ИСХОДНЫЙ ДОКУМЕНТ:
════════════════════

С такою путаницей в голове он совершенно не был расположен к продолжению занятий. Но как обеспечить себе человеческое существование без наличия такой вещи, как – святое дело! – звание бакалавра? Превозмогая горе, вызванное новым расставанием, Лора записывает сына пансионером в руанский лицей, носящий имя Корнеля. Там он, по ее замыслу, должен будет закончить свой класс риторики. Она хотела видеть его не только крепким телом, но и образованным, не только соблазнительным, но и серьезным, и в той же степени привязанным к матери, как и стремящимся добиться своего царственного места в литературе. Если все задуманное удастся, он станет ей утешением в ее супружеских неудачах и послужит оправданием ее надменного отказа связать свою жизнь с каким-либо новым мужчиной.

════════════════════

БЛОК ДАННЫХ:

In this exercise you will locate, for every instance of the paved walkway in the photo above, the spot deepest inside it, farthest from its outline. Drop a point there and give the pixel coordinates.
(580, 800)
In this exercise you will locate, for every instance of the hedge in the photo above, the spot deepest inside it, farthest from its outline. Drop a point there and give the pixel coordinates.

════════════════════

ЗАДАНИЕ:
Сократите абзац исходного документа, который начинается словами «С такою путаницей в голове», и сохраните его основные факты. Перечень для работы не понадобится.

ОТВЕТ:
Растерянный сын не хотел продолжать учебу, но без звания бакалавра обеспечить себе достойную жизнь было нельзя. Горюя из-за новой разлуки, Лора записала его пансионером в руанский лицей имени Корнеля, где он должен был закончить класс риторики. Она хотела, чтобы сын был крепким и образованным, привлекательным и серьезным, привязанным к матери и при этом стремился к высокому месту в литературе. Если бы все удалось, он стал бы ей утешением в супружеских неудачах и оправдал бы ее отказ связать жизнь с новым мужчиной.